> [TO DO]: Each line below from the one containing "positive clicks: (329, 115)" through the one containing "27L340 46L290 2ZM244" should be output exactly as it stands, and no other line should appear.

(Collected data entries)
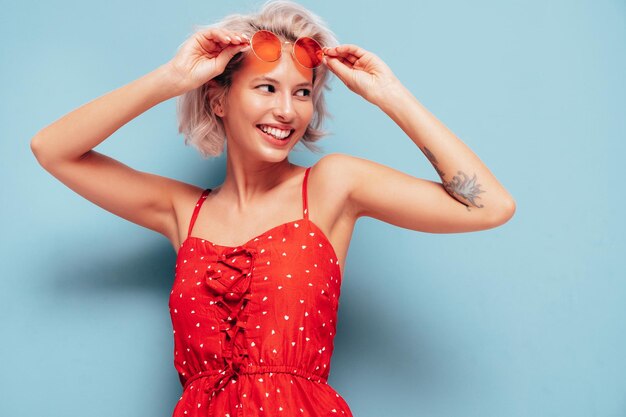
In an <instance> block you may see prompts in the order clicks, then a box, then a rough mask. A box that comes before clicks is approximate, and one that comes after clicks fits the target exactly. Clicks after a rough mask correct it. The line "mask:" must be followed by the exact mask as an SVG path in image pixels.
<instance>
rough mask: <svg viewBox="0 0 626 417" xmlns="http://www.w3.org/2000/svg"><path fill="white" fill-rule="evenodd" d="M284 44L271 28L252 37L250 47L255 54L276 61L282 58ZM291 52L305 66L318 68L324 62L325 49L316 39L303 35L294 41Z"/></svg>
mask: <svg viewBox="0 0 626 417" xmlns="http://www.w3.org/2000/svg"><path fill="white" fill-rule="evenodd" d="M284 43H291V42H284ZM282 44H283V43H282V42H281V41H280V39H279V38H278V36H277V35H276V34H275V33H274V32H270V31H269V30H258V31H256V32H255V33H254V35H252V38H251V39H250V47H251V48H252V51H253V52H254V54H255V55H256V56H257V57H258V58H259V59H260V60H262V61H266V62H274V61H276V60H278V58H280V55H281V54H282V49H283V47H282V46H283V45H282ZM291 54H292V55H293V57H294V58H295V59H296V61H297V62H298V63H299V64H300V65H302V66H303V67H305V68H317V67H319V66H320V65H321V64H322V57H323V56H324V51H323V50H322V46H321V45H320V44H319V43H318V42H317V41H316V40H315V39H313V38H309V37H308V36H303V37H301V38H298V39H297V40H296V41H295V42H294V43H293V48H292V49H291Z"/></svg>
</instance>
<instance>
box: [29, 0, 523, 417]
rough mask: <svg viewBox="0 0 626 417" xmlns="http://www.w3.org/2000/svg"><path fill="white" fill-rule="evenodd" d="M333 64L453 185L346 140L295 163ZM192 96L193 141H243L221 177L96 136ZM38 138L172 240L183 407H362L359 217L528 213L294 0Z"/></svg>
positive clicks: (459, 219) (429, 218) (62, 173)
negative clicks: (357, 368)
mask: <svg viewBox="0 0 626 417" xmlns="http://www.w3.org/2000/svg"><path fill="white" fill-rule="evenodd" d="M318 45H321V47H320V46H318ZM329 71H330V72H329ZM331 73H332V74H334V75H335V76H337V77H338V78H339V79H340V80H341V81H342V82H343V83H345V85H346V86H347V87H348V88H349V89H350V90H351V91H353V92H354V93H356V94H358V95H360V96H362V97H363V98H364V99H365V100H368V101H369V102H371V103H373V104H375V105H376V106H378V107H379V108H380V109H381V110H382V111H384V112H385V113H386V114H387V115H389V117H391V118H392V119H393V120H394V121H395V122H396V123H397V124H398V125H399V126H400V127H401V128H402V129H403V131H404V132H405V133H406V134H407V135H408V137H409V138H410V139H411V140H412V141H413V142H414V143H415V145H416V146H417V147H418V148H419V149H420V150H421V151H422V152H423V153H424V155H425V156H426V157H427V158H428V160H429V161H430V162H431V163H432V165H433V166H434V168H435V169H436V171H437V172H438V174H439V175H440V176H441V183H439V182H433V181H428V180H424V179H420V178H414V177H412V176H410V175H407V174H405V173H402V172H399V171H396V170H394V169H392V168H389V167H386V166H384V165H380V164H378V163H375V162H372V161H368V160H365V159H361V158H357V157H353V156H349V155H345V154H339V153H335V154H330V155H326V156H323V157H322V158H321V159H320V160H319V161H318V162H317V163H315V164H314V165H313V166H311V167H301V166H297V165H294V164H292V163H291V162H290V161H289V153H290V151H291V149H292V148H293V147H294V146H295V145H296V144H297V143H299V142H301V143H302V144H303V145H304V146H306V147H308V148H311V149H314V148H315V147H314V145H313V142H315V141H317V140H319V139H320V138H321V137H323V136H324V134H325V132H324V131H322V130H321V127H322V125H323V122H324V118H325V116H326V115H327V113H326V109H325V105H324V94H323V89H324V88H328V87H327V81H328V77H329V75H330V74H331ZM176 96H180V98H179V102H178V111H179V118H180V131H181V132H183V133H184V135H185V139H186V143H191V144H192V145H193V146H195V147H196V148H197V149H198V150H199V151H200V152H201V154H202V155H203V156H204V157H207V156H217V155H219V154H221V153H222V151H223V150H224V145H226V149H227V152H226V153H227V166H226V179H225V181H224V183H223V184H221V185H220V186H219V187H216V188H214V189H203V188H200V187H197V186H195V185H192V184H186V183H182V182H180V181H176V180H173V179H170V178H164V177H161V176H158V175H152V174H148V173H144V172H140V171H137V170H134V169H132V168H130V167H128V166H126V165H124V164H122V163H120V162H118V161H116V160H114V159H112V158H109V157H107V156H105V155H103V154H101V153H98V152H96V151H94V150H93V148H94V147H96V146H97V145H98V144H99V143H101V142H102V141H104V140H105V139H106V138H107V137H109V136H110V135H111V134H112V133H113V132H115V131H116V130H117V129H119V128H120V127H121V126H123V125H124V124H126V123H127V122H129V121H130V120H132V119H133V118H135V117H137V116H138V115H140V114H141V113H143V112H145V111H146V110H148V109H150V108H151V107H153V106H154V105H156V104H158V103H160V102H162V101H164V100H167V99H170V98H172V97H176ZM31 147H32V150H33V152H34V154H35V155H36V157H37V160H38V161H39V162H40V164H41V165H42V166H43V167H44V168H45V169H46V170H47V171H48V172H50V173H51V174H52V175H54V176H55V177H56V178H58V179H59V180H60V181H62V182H63V183H64V184H66V185H67V186H68V187H70V188H71V189H72V190H74V191H76V192H77V193H79V194H80V195H82V196H83V197H85V198H86V199H88V200H90V201H92V202H94V203H95V204H97V205H99V206H101V207H102V208H104V209H106V210H108V211H110V212H112V213H115V214H117V215H119V216H120V217H123V218H125V219H127V220H130V221H132V222H134V223H137V224H139V225H142V226H144V227H147V228H149V229H152V230H155V231H157V232H159V233H161V234H163V235H164V236H165V237H167V238H168V239H169V240H170V241H171V243H172V246H173V247H174V250H175V251H176V252H177V263H176V276H175V280H174V284H173V288H172V292H171V295H170V302H169V307H170V314H171V317H172V324H173V328H174V340H175V352H174V364H175V367H176V369H177V371H178V373H179V376H180V381H181V384H182V385H183V387H184V388H183V393H182V396H181V397H180V400H179V401H178V403H177V404H176V407H175V409H174V416H180V417H183V416H187V417H190V416H200V415H202V416H214V415H215V416H218V415H219V416H229V415H230V416H232V417H234V416H244V415H245V416H253V415H254V416H256V415H259V416H262V415H267V416H275V415H285V416H303V417H304V416H310V417H317V416H351V415H352V414H351V412H350V409H349V407H348V405H347V404H346V403H345V401H344V400H343V398H342V397H341V396H340V395H339V394H338V393H337V392H336V391H335V390H334V389H332V388H331V387H330V386H329V385H328V384H327V378H328V375H329V371H330V366H329V365H330V359H331V355H332V351H333V340H334V336H335V329H336V317H337V308H338V302H339V294H340V285H341V278H342V275H343V267H344V263H345V259H346V253H347V250H348V246H349V243H350V237H351V235H352V231H353V228H354V225H355V222H356V220H357V219H358V218H359V217H363V216H370V217H374V218H377V219H379V220H382V221H384V222H387V223H390V224H393V225H396V226H399V227H403V228H406V229H411V230H418V231H423V232H430V233H453V232H469V231H475V230H484V229H489V228H493V227H497V226H498V225H501V224H503V223H505V222H506V221H507V220H509V219H510V218H511V216H512V215H513V213H514V211H515V204H514V201H513V199H512V197H511V196H510V195H509V193H508V192H507V191H506V190H505V189H504V188H503V187H502V185H501V184H500V183H499V182H498V181H497V179H496V178H495V177H494V176H493V175H492V174H491V173H490V172H489V169H488V168H487V167H486V166H485V165H484V164H483V163H482V162H481V161H480V160H479V158H478V157H477V156H476V155H475V154H474V153H473V152H472V151H471V150H470V149H469V148H468V147H467V146H466V145H465V144H464V143H463V142H461V140H459V139H458V138H457V137H456V136H455V135H454V134H452V133H451V132H450V131H449V130H448V129H447V128H446V127H445V126H444V125H443V124H442V123H441V122H439V121H438V120H437V119H436V118H435V117H434V116H433V115H432V114H430V113H429V112H428V111H427V110H426V109H425V108H424V107H423V106H422V105H421V104H420V103H419V102H418V101H417V99H416V98H415V97H413V96H412V95H411V93H410V92H409V91H407V90H406V89H405V88H404V87H403V85H402V84H401V82H400V81H399V80H398V79H397V78H396V77H395V76H394V74H393V73H392V71H391V70H390V68H389V67H388V66H387V65H386V64H385V63H384V62H383V61H382V60H381V59H380V58H379V57H378V56H376V55H375V54H373V53H372V52H369V51H366V50H364V49H363V48H361V47H359V46H356V45H338V43H337V41H336V39H335V37H334V35H333V34H332V32H331V31H330V30H329V29H327V28H326V27H325V25H324V23H323V21H322V20H321V19H320V18H319V17H318V16H316V15H314V14H313V13H311V12H310V11H308V10H306V9H305V8H303V7H302V6H300V5H297V4H295V3H292V2H287V1H270V2H268V3H266V4H265V5H264V6H263V8H262V9H261V10H260V11H259V12H258V13H257V14H251V15H233V16H228V17H226V18H225V19H224V20H222V21H221V22H219V23H218V24H215V25H212V26H210V27H207V28H203V29H201V30H199V31H197V32H196V33H194V34H193V35H192V36H191V37H190V38H189V39H188V40H187V41H186V42H185V43H184V44H182V45H181V47H180V48H179V50H178V52H177V54H176V56H175V57H174V58H173V59H172V60H171V61H170V62H168V63H166V64H164V65H162V66H161V67H159V68H157V69H156V70H154V71H153V72H151V73H149V74H147V75H145V76H143V77H141V78H139V79H138V80H135V81H133V82H131V83H130V84H128V85H125V86H123V87H121V88H119V89H117V90H115V91H113V92H111V93H109V94H107V95H105V96H103V97H100V98H98V99H96V100H94V101H92V102H90V103H88V104H86V105H84V106H82V107H80V108H78V109H77V110H75V111H73V112H71V113H69V114H68V115H66V116H64V117H63V118H61V119H59V120H58V121H56V122H54V123H53V124H51V125H50V126H47V127H45V128H44V129H42V130H41V131H40V132H39V133H38V134H37V135H36V137H34V138H33V140H32V142H31Z"/></svg>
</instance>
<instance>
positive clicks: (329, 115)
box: [176, 0, 338, 159]
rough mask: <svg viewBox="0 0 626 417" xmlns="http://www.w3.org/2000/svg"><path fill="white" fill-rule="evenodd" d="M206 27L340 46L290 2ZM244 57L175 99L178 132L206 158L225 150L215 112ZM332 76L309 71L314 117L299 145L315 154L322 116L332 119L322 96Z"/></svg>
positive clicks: (236, 31)
mask: <svg viewBox="0 0 626 417" xmlns="http://www.w3.org/2000/svg"><path fill="white" fill-rule="evenodd" d="M209 27H217V28H224V29H228V30H232V31H235V32H240V33H245V34H246V35H248V37H252V34H253V33H254V32H256V31H257V30H261V29H264V30H270V31H272V32H274V33H276V34H277V35H278V36H279V37H281V38H283V41H285V40H286V41H290V42H294V41H295V40H296V39H297V38H299V37H301V36H309V37H311V38H313V39H315V40H316V41H318V42H319V43H320V44H321V45H322V46H328V47H333V46H337V45H338V41H337V39H336V37H335V35H334V34H333V32H332V31H330V29H328V28H327V27H326V24H325V22H324V21H323V20H322V19H321V18H320V17H319V16H317V15H316V14H314V13H312V12H311V11H309V10H307V9H306V8H304V7H303V6H301V5H299V4H297V3H294V2H292V1H288V0H270V1H267V2H265V4H263V6H262V7H261V9H260V10H259V12H258V13H257V14H249V15H242V14H232V15H229V16H226V17H225V18H224V19H222V20H221V21H220V22H218V23H216V24H213V25H209V26H204V27H200V28H199V29H200V30H203V29H206V28H209ZM181 46H182V45H181ZM247 53H251V51H248V52H245V53H242V52H239V53H237V54H236V55H235V56H234V57H233V58H232V59H231V60H230V62H229V63H228V64H227V65H226V68H225V69H224V72H223V73H222V74H220V75H218V76H217V77H215V78H213V80H211V82H207V83H205V84H204V85H202V86H200V87H198V88H196V89H194V90H190V91H188V92H186V93H184V94H182V95H181V96H179V97H178V98H177V102H176V109H177V114H178V131H179V133H182V134H183V135H184V137H185V145H189V144H191V145H192V146H193V147H194V148H196V149H197V150H198V151H199V152H200V154H201V155H202V157H203V158H204V159H206V158H208V157H209V156H212V157H217V156H219V155H220V154H221V153H222V152H223V150H224V145H225V143H226V132H225V130H224V125H223V122H222V120H221V118H220V117H218V116H217V115H216V114H215V113H214V112H213V109H214V108H215V107H214V105H215V104H216V103H218V102H220V101H221V100H222V99H224V98H225V96H226V95H227V94H228V91H229V90H230V86H231V82H232V77H233V74H234V73H235V72H236V71H237V70H238V69H239V68H240V67H241V65H242V63H243V60H244V58H245V54H247ZM331 74H332V73H331V72H329V70H328V68H327V67H326V66H325V65H324V64H322V65H321V66H319V67H317V68H315V69H313V91H312V92H311V96H312V101H313V117H312V119H311V122H310V123H309V126H308V127H307V129H306V131H305V133H304V134H303V136H302V138H301V139H300V141H299V143H300V142H301V143H302V144H303V145H304V146H305V147H306V148H308V149H309V150H311V151H313V152H321V149H320V148H319V147H318V146H316V145H314V144H313V143H314V142H316V141H318V140H319V139H321V138H323V137H324V136H327V135H328V134H329V132H327V131H324V130H322V129H321V127H322V125H323V123H324V120H325V119H326V117H330V118H332V115H331V114H330V113H329V112H328V111H327V109H326V102H325V100H324V92H323V90H324V89H326V90H331V88H330V86H329V85H328V79H329V76H330V75H331Z"/></svg>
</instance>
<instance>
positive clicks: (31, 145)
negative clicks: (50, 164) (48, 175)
mask: <svg viewBox="0 0 626 417" xmlns="http://www.w3.org/2000/svg"><path fill="white" fill-rule="evenodd" d="M42 140H43V139H42V137H41V136H39V134H37V135H35V136H34V137H33V138H32V139H31V140H30V150H31V152H32V153H33V155H35V158H36V159H37V162H38V163H39V165H41V166H42V167H45V165H44V163H45V159H46V158H45V152H44V150H43V148H42V145H43V144H42V143H41V141H42Z"/></svg>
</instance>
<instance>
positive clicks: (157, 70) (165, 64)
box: [153, 61, 188, 98]
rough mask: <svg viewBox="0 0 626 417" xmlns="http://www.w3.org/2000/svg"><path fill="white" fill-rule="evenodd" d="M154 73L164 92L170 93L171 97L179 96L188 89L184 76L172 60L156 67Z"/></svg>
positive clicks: (169, 94) (169, 96)
mask: <svg viewBox="0 0 626 417" xmlns="http://www.w3.org/2000/svg"><path fill="white" fill-rule="evenodd" d="M153 75H154V77H155V78H156V79H157V80H158V82H159V84H160V85H161V88H162V89H163V92H164V93H165V94H166V95H168V96H169V98H171V97H176V96H179V95H181V94H183V93H185V92H187V90H188V89H185V87H184V84H183V82H182V78H181V77H180V75H179V73H178V71H176V68H174V66H173V65H172V63H171V61H170V62H167V63H165V64H163V65H161V66H160V67H158V68H157V69H155V70H154V71H153Z"/></svg>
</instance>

> [RESPONSE BOX]:
positive clicks: (329, 115)
box: [176, 0, 338, 159]
rough mask: <svg viewBox="0 0 626 417" xmlns="http://www.w3.org/2000/svg"><path fill="white" fill-rule="evenodd" d="M206 27L340 46L290 2ZM244 57L175 99L178 132L206 158L225 150L215 112ZM332 76L309 71L314 117L299 145L315 154L322 116L332 119L322 96Z"/></svg>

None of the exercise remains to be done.